- What the task requires: Copy out, word for word, the lines of the records starting with the line that contains "the cabinet drawer" and going on through the line that contains "point(338, 264)", both included. Give only those lines.

====================

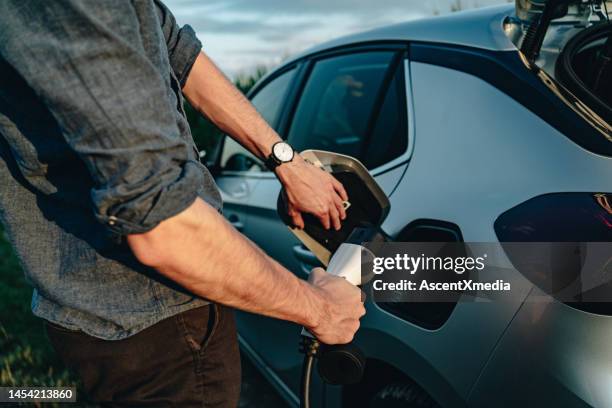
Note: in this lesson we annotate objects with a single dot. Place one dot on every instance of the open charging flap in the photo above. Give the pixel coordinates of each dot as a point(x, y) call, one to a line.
point(367, 204)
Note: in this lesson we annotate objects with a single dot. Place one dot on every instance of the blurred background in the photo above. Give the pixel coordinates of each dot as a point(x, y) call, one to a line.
point(246, 38)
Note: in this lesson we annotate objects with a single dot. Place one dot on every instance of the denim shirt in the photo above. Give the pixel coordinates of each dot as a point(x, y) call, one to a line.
point(94, 145)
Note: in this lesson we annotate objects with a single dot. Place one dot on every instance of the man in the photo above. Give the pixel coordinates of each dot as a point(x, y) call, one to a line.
point(115, 220)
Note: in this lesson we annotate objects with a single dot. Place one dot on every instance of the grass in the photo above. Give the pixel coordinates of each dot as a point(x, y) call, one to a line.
point(26, 357)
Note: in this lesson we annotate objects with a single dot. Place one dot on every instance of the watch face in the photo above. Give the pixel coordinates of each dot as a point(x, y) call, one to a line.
point(283, 152)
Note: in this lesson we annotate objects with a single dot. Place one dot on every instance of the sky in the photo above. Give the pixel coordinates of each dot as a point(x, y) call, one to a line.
point(240, 35)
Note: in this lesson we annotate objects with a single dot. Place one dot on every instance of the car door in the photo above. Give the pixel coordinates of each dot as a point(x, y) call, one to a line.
point(240, 171)
point(352, 102)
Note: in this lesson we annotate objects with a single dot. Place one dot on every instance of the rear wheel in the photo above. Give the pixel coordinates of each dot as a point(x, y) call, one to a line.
point(402, 395)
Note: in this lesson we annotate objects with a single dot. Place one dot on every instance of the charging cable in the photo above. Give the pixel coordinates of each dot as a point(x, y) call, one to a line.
point(309, 346)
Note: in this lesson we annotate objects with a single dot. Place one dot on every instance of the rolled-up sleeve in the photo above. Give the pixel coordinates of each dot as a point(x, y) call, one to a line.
point(183, 45)
point(86, 63)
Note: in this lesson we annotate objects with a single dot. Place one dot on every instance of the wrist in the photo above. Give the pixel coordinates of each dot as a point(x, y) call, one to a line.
point(285, 171)
point(314, 312)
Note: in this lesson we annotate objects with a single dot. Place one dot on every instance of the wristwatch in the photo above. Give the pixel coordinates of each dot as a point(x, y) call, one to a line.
point(282, 152)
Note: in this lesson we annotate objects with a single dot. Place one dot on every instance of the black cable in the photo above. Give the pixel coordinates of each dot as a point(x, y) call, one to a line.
point(309, 347)
point(306, 376)
point(534, 37)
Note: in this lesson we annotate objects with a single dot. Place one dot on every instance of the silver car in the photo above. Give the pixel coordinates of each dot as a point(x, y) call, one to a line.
point(472, 141)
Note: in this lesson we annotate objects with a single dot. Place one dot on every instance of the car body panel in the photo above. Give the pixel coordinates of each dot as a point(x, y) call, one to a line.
point(488, 154)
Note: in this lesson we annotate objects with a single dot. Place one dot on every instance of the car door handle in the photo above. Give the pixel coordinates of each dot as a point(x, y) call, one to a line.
point(235, 221)
point(304, 255)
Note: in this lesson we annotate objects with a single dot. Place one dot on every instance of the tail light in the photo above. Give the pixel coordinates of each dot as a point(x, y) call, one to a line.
point(567, 223)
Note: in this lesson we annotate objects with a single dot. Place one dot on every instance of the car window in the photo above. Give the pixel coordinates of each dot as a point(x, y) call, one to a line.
point(339, 103)
point(388, 139)
point(269, 103)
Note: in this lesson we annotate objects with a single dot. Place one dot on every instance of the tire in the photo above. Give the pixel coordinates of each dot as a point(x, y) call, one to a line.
point(402, 395)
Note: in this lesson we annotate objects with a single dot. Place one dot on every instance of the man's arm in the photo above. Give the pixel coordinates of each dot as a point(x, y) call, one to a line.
point(309, 189)
point(202, 252)
point(112, 106)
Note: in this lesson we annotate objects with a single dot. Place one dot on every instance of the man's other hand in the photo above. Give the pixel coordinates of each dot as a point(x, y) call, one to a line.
point(314, 191)
point(340, 309)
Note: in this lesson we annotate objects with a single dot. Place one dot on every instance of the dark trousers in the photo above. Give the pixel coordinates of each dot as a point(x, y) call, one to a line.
point(188, 360)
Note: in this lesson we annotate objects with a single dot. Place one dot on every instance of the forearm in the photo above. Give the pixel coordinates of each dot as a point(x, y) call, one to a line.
point(201, 251)
point(212, 94)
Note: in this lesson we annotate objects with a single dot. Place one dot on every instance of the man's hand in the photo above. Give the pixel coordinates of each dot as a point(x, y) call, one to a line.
point(312, 190)
point(341, 309)
point(309, 189)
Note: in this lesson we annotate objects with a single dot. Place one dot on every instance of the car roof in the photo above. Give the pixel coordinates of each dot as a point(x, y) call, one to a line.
point(480, 28)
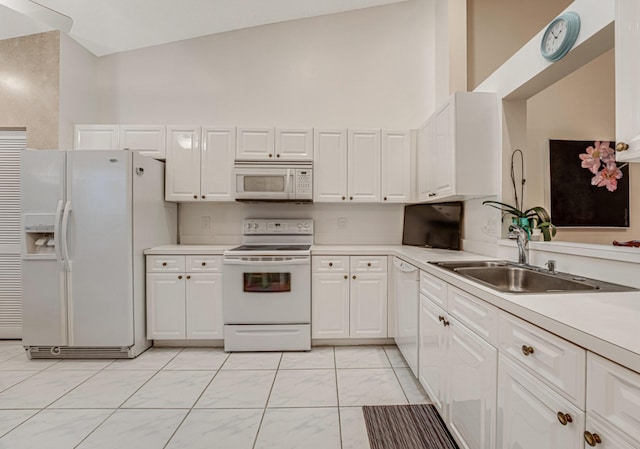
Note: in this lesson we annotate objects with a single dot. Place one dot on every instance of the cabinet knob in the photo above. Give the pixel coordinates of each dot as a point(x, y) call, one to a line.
point(526, 350)
point(621, 146)
point(564, 418)
point(592, 438)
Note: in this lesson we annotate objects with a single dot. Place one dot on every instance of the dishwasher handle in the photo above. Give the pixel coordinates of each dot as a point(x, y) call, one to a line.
point(403, 266)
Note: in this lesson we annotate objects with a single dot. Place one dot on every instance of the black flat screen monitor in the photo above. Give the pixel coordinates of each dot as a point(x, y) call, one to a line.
point(436, 225)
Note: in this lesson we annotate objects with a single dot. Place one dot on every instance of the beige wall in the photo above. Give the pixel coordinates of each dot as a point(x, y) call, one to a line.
point(496, 29)
point(578, 107)
point(29, 87)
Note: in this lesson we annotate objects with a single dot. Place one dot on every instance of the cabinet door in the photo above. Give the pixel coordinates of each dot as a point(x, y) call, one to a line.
point(330, 166)
point(165, 306)
point(627, 40)
point(216, 165)
point(433, 353)
point(364, 166)
point(255, 144)
point(182, 176)
point(96, 137)
point(425, 164)
point(396, 166)
point(294, 144)
point(528, 413)
point(150, 140)
point(444, 174)
point(330, 305)
point(368, 309)
point(204, 305)
point(473, 376)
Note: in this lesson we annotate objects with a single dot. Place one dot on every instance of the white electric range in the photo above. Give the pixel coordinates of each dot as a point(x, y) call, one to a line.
point(267, 287)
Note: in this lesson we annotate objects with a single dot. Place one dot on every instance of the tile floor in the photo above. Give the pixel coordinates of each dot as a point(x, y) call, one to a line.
point(200, 398)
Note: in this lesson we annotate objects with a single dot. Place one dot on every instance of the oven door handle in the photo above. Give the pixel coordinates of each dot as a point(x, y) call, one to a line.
point(304, 261)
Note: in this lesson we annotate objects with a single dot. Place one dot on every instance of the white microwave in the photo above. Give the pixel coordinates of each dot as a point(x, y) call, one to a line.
point(274, 182)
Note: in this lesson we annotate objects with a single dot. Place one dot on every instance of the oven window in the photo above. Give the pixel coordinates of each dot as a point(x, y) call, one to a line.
point(263, 183)
point(267, 282)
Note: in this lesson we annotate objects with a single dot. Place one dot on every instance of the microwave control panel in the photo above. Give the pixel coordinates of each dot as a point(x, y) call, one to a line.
point(304, 182)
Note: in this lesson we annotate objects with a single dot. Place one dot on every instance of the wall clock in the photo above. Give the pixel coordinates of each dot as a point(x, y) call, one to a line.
point(560, 36)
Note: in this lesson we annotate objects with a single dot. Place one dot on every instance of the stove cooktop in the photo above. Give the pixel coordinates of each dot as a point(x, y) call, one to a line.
point(254, 248)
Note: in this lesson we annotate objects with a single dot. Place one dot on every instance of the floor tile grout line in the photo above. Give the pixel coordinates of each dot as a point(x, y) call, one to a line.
point(215, 374)
point(266, 404)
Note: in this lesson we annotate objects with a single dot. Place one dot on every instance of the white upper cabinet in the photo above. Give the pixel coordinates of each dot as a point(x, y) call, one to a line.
point(216, 165)
point(459, 149)
point(255, 144)
point(364, 164)
point(627, 42)
point(182, 175)
point(330, 165)
point(396, 166)
point(150, 140)
point(294, 144)
point(96, 137)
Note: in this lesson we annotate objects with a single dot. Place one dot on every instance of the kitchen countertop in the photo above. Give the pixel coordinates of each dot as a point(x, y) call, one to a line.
point(605, 323)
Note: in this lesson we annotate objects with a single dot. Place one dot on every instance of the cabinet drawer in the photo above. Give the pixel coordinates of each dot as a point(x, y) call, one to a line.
point(561, 363)
point(204, 263)
point(368, 264)
point(338, 264)
point(434, 289)
point(170, 263)
point(613, 394)
point(479, 316)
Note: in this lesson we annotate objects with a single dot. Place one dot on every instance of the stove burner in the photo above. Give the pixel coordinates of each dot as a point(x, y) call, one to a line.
point(272, 248)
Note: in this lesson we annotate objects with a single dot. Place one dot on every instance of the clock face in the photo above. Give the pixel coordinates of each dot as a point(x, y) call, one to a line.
point(560, 36)
point(555, 36)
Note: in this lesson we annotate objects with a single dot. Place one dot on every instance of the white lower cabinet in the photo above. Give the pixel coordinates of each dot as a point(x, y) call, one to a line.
point(184, 297)
point(349, 297)
point(532, 415)
point(458, 367)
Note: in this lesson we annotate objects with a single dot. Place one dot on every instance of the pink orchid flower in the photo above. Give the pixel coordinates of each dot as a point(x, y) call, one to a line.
point(608, 177)
point(594, 155)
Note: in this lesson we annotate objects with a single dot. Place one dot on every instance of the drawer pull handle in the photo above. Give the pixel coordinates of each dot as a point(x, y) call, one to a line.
point(592, 438)
point(564, 418)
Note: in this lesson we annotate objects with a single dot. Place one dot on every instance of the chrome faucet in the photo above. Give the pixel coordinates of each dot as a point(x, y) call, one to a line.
point(519, 234)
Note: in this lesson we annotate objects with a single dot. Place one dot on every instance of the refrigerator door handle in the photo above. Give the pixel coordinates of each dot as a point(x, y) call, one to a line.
point(56, 232)
point(65, 228)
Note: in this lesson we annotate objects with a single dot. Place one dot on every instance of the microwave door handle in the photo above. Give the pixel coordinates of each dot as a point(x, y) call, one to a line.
point(304, 261)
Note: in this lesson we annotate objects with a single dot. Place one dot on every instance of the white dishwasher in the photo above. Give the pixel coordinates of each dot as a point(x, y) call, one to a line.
point(406, 280)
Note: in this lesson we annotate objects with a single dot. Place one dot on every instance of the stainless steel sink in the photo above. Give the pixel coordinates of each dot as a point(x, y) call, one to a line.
point(514, 278)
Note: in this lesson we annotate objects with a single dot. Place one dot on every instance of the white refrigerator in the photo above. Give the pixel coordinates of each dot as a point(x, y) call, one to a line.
point(87, 217)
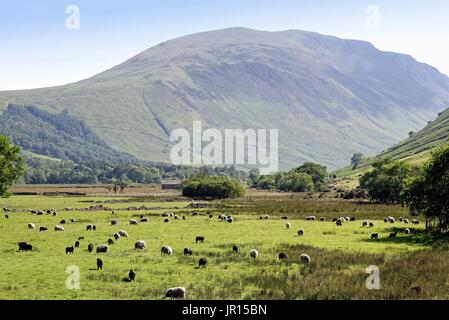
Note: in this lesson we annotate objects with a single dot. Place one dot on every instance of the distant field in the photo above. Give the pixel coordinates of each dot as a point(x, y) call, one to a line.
point(339, 254)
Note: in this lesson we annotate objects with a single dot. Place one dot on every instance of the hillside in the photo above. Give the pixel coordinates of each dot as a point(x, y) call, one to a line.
point(328, 97)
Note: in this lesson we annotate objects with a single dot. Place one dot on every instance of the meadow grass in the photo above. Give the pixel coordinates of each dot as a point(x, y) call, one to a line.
point(339, 254)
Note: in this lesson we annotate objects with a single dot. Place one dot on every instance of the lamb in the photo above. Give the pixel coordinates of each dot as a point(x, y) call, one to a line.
point(254, 254)
point(141, 244)
point(176, 293)
point(99, 264)
point(304, 259)
point(167, 250)
point(102, 248)
point(283, 256)
point(69, 250)
point(202, 263)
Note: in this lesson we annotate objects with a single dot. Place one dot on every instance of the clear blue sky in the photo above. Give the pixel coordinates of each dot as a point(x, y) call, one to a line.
point(38, 50)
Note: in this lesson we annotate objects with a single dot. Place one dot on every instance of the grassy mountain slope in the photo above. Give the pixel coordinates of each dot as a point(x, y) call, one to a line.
point(328, 97)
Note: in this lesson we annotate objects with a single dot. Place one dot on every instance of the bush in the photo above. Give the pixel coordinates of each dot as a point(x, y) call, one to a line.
point(212, 187)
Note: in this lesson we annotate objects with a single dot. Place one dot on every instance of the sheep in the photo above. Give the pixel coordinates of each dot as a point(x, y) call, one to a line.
point(253, 253)
point(69, 250)
point(131, 275)
point(304, 259)
point(123, 233)
point(141, 244)
point(102, 248)
point(99, 264)
point(202, 263)
point(283, 256)
point(176, 293)
point(393, 235)
point(167, 250)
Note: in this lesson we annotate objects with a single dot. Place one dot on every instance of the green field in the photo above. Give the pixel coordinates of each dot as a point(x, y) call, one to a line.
point(337, 271)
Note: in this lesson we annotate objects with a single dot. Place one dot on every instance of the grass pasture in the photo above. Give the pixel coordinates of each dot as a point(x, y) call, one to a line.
point(339, 255)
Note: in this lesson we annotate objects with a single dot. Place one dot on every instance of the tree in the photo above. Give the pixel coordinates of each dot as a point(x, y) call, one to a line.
point(11, 165)
point(356, 159)
point(387, 181)
point(428, 192)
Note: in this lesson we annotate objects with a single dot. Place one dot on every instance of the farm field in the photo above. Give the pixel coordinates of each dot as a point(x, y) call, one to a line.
point(337, 271)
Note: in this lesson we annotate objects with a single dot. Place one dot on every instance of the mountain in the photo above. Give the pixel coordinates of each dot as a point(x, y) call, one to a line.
point(328, 97)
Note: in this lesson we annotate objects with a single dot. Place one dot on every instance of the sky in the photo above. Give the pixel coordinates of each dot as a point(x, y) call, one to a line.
point(43, 43)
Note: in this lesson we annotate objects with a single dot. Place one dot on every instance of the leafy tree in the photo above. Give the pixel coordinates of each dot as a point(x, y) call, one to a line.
point(428, 193)
point(11, 165)
point(387, 181)
point(356, 159)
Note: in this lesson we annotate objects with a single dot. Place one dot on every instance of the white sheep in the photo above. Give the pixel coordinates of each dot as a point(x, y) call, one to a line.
point(304, 258)
point(176, 293)
point(254, 254)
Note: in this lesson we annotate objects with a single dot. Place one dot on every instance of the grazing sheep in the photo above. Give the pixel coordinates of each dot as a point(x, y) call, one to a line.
point(141, 244)
point(99, 264)
point(304, 258)
point(102, 248)
point(283, 256)
point(254, 254)
point(123, 233)
point(393, 235)
point(69, 250)
point(202, 263)
point(176, 293)
point(167, 250)
point(131, 275)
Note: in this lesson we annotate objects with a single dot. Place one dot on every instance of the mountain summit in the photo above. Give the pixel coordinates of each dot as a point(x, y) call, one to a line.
point(328, 97)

====================

- The completed task:
Note: in this lesson we annotate objects with a single dot. Place one dot on every instance of the cabinet drawer in the photo above. Give the pixel coordinates of each dot as a point(x, y) call, one to a line.
point(561, 363)
point(204, 263)
point(368, 264)
point(338, 264)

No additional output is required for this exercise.